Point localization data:
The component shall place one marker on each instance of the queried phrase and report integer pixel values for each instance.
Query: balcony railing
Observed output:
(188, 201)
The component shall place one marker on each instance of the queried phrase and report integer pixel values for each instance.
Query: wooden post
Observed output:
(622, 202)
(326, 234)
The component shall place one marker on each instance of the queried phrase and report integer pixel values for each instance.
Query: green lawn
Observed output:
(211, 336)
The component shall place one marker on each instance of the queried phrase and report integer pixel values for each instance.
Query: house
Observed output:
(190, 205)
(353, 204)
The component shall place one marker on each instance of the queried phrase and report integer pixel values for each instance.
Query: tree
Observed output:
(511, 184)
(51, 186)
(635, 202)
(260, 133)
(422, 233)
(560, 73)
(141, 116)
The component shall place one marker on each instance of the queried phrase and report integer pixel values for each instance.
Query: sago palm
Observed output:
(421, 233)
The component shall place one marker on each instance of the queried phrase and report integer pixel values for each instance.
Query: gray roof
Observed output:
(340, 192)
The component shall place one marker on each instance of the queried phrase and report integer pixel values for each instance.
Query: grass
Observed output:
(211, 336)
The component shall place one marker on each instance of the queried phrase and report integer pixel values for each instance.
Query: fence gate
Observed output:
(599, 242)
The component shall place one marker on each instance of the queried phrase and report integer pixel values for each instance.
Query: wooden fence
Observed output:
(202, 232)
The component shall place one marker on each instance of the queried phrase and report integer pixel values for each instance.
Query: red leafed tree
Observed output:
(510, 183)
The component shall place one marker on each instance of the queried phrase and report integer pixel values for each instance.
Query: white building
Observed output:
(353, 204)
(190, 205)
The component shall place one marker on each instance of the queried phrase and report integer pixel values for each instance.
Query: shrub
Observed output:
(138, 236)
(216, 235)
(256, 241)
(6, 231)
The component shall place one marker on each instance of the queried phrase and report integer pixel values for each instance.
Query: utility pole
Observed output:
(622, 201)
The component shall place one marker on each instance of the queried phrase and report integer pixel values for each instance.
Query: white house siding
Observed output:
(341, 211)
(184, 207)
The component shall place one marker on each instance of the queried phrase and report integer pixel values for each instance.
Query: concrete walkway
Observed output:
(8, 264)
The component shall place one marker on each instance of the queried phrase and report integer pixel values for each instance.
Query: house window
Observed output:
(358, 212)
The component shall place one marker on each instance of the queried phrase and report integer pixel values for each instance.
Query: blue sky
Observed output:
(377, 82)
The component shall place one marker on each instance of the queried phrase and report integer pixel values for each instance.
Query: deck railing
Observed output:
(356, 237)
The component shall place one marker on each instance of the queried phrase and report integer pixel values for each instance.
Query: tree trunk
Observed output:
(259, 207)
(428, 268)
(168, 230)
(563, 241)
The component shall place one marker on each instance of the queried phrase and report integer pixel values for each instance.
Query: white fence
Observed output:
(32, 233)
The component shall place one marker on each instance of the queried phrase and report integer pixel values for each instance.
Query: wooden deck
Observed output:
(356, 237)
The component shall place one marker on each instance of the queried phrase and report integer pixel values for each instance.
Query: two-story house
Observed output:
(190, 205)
--
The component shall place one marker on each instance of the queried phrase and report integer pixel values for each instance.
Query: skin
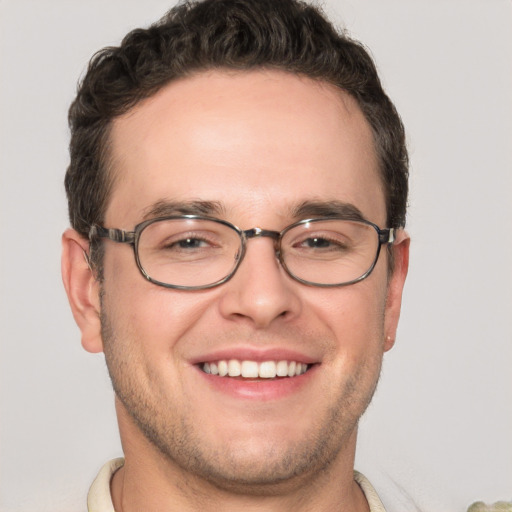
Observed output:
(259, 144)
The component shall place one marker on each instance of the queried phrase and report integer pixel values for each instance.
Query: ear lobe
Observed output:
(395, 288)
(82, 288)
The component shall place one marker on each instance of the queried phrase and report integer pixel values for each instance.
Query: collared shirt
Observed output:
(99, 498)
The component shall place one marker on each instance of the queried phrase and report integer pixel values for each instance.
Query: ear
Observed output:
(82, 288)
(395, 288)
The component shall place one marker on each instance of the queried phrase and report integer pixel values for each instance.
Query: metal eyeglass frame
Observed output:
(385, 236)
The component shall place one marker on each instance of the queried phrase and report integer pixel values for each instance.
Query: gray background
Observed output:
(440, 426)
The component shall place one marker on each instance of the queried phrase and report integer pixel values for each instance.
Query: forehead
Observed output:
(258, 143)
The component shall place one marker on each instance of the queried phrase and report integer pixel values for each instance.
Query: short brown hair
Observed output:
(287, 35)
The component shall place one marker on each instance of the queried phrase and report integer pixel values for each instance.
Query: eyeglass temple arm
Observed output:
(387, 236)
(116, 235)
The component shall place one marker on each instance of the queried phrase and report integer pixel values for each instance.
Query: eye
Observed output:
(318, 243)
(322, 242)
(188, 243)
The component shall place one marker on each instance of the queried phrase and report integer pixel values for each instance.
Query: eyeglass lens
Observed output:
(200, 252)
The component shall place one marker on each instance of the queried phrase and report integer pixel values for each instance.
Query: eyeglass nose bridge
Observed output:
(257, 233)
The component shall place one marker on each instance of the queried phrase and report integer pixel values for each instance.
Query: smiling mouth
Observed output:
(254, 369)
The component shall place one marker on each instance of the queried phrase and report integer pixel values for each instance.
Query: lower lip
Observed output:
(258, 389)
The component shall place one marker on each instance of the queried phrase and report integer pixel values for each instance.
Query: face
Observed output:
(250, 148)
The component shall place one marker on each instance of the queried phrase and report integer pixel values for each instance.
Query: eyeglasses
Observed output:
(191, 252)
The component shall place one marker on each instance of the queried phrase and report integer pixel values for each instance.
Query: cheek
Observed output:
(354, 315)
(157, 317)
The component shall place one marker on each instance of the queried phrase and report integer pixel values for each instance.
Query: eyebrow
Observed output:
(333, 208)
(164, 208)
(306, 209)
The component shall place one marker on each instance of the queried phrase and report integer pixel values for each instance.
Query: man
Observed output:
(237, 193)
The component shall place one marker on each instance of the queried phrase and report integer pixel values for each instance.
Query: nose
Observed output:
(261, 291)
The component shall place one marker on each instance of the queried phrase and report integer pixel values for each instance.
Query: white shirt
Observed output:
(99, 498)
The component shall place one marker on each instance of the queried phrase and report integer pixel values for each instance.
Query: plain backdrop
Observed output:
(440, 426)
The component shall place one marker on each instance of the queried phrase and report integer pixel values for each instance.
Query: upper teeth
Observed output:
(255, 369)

◆ WHAT TO WORK ON ◆
Look over the records above and copy each line that includes the string "deck".

◆ SOLUTION FOR THIS PROBLEM ◆
Query: deck railing
Query: wooden deck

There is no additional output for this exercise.